SET TASKS:
1 - In the article about the STEELBUILDINGS.COM dispute, on what date did NCI Building Systems file its UDRP against the domain?
2 - Rewrite the paragraph in the article about the STEELBUILDINGS.COM dispute that begins "The UDRP provides no presumption" more briefly, keeping its main facts.

***** EXCERPTED TEXT

Leading construction company NCI Group Inc, crumble under UDRP POLICE’s 3 day deadline UDRP response

January 29, 2014 was a dark day for domain owners which saw the public company NCI Building Systems, Inc. file a UDRP against the generic 15 year old domain name STEELBUILDINGS.COM.

The company which boasts a market cap of over $1.4 billion dollars attempted to argue that the domain name (which was registered many years before the group acquired Heritage Building Systems d.b.a Steelbuilding.com) was registered in bad faith by its proprietor Bradshaw Consulting Inc.

The background to the circumstances surrounding this case can be read at http://domainnamewire.com/2014/02/20/steelbuildings-com-an-example-of-whats-wrong-with-udrp/ , which revealed that the true owner of the domain name was a small business owner (John K Morgan) who registered the domain name for the purpose of promoting his company Atlantic Building Systems.

A copy of NCIs’s complaint is available here (pdf), the gist of which suggested that they had superior rights to the descriptive term Steel Building(s) by means of their registered trademark.

NCI provided three trademark printouts from the United States Patent and Trademark office with filing dates of July 28, 2005 (Reg No. 3612444), July 3, 2001 (Reg No. 3474327) and June 3, 2001 (Reg No. 3947466) respectively, none of which it should be noted predated the registration of the domain name.

Although it is true under paragraph 4 (a) (i) of the policy does not make any specific reference to the date in which the Complainant acquired rights in its mark but simply requires that they have rights at the time of filing its Complaint, we did not leave this section uncontested; for the purpose of presenting a full and complete response, it is key that Respondents contest the existence of such a trademark wherever possible. In doing so we were able to identify that  all marks proffered by NCI were  registered under Section 2 (F) of the Lanham Act which was an important finding as it suggested that their trademark applications were initially refused pursuant to a USPTO office action on grounds that the trademarks were merely descriptive of the goods and services which they referenced. Consequentially we argued that the trademark certificates presented would not in itself be sufficient in satisfying their burden under the first element; namely, demonstrating rights in a trademark.

The UDRP provides no presumption of distinctiveness for generic terms; Complainant’s need to be aware that although they may have been granted a trademark by the trademark office, when it comes to litigation, they may still need to provide additional evidence of use of said trademark in commerce. NCI’s website handout dated January 27, 2014 would not be sufficient in this case…No, what the UDRP requires is evidence of length and amount of sales under the trademark, the nature and extent of advertising, consumer surveys and media recognition etc.

In addition to this NCI had a very difficult time asserting that the term “Steel Buildings” was uniquely adopted in relation to its business, especially in light of the evidence we presented which suggested that the term was descriptive in nature and the term was widely used within the industry. Much evidence in the form of Annexes was presented to the panel on this point but the strongest evidence we found came from NCI themselves. You see NCI had used the term descriptively on their own site when making reference to the services that they offered, a fatal mistake on their part.

**********
***** RECORD EXTRACTS

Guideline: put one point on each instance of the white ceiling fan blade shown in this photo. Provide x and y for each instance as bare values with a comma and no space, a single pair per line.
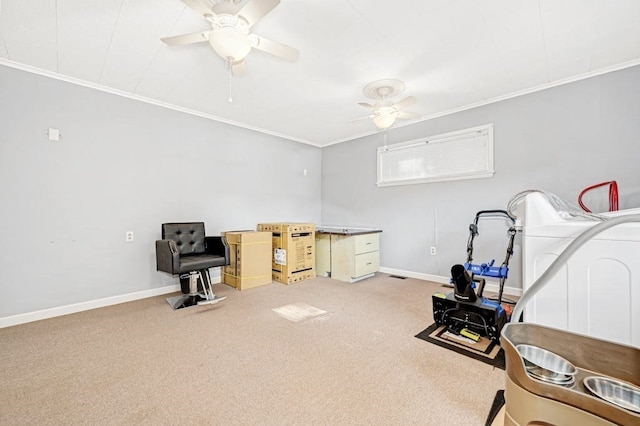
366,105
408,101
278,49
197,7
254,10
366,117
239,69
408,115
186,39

**********
***** RECORD EXTRACTS

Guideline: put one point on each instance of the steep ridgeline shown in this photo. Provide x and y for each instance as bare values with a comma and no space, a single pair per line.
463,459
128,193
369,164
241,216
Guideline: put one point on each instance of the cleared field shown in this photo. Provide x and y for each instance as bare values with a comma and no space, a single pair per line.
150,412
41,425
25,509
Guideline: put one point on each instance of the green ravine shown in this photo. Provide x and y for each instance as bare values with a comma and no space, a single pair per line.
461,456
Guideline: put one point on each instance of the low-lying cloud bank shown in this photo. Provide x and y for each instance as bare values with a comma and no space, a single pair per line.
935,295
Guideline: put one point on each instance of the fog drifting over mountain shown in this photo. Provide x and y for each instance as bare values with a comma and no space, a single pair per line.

**********

CORRECT ANSWERS:
1 - January 29, 2014.

2 - The UDRP does not presume that generic terms are distinctive, so a complainant holding a registered trademark may still have to prove use of it in commerce. NCI's website handout dated January 27, 2014 would not be enough here. The UDRP instead requires evidence such as the length and amount of sales under the mark, the nature and extent of advertising, consumer surveys, and media recognition.